BEGIN The records

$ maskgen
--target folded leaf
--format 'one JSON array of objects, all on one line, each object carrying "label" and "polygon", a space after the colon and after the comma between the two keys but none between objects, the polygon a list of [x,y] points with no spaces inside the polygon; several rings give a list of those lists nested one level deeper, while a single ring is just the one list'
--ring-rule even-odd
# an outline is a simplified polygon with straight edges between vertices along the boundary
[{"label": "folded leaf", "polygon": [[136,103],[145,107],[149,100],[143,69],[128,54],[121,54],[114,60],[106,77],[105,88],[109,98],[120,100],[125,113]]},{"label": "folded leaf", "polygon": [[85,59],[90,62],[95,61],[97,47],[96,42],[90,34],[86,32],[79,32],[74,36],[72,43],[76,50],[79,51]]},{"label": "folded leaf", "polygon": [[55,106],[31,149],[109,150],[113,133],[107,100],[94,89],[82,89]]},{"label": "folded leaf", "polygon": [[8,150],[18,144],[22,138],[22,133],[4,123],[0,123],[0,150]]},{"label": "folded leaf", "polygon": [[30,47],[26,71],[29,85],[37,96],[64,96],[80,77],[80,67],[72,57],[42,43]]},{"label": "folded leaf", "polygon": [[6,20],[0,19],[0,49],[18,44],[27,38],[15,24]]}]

END The records

● **Given exercise**:
Put every line of the entries above into a Markdown table, skipping any blank lines. Use two columns, "Number" holding the row number and "Entry" holding that line.

● **Expected output**:
| Number | Entry |
|---|---|
| 1 | $ maskgen |
| 2 | --target folded leaf |
| 3 | --format 'one JSON array of objects, all on one line, each object carrying "label" and "polygon", a space after the colon and after the comma between the two keys but none between objects, the polygon a list of [x,y] points with no spaces inside the polygon; several rings give a list of those lists nested one level deeper, while a single ring is just the one list' |
| 4 | --ring-rule even-odd |
| 5 | # an outline is a simplified polygon with straight edges between vertices along the boundary |
| 6 | [{"label": "folded leaf", "polygon": [[136,103],[145,107],[149,100],[143,69],[128,54],[121,54],[114,60],[106,77],[105,88],[109,98],[120,100],[125,113]]},{"label": "folded leaf", "polygon": [[85,59],[90,62],[95,61],[97,47],[96,42],[90,34],[86,32],[79,32],[74,36],[72,43],[76,50],[79,51]]},{"label": "folded leaf", "polygon": [[55,106],[31,149],[109,150],[113,133],[107,100],[94,89],[82,89]]},{"label": "folded leaf", "polygon": [[8,150],[18,144],[22,138],[22,133],[4,123],[0,123],[0,150]]},{"label": "folded leaf", "polygon": [[30,47],[26,71],[29,85],[37,96],[64,96],[80,77],[80,67],[72,57],[42,43]]},{"label": "folded leaf", "polygon": [[6,20],[0,19],[0,49],[18,44],[27,38],[15,24]]}] |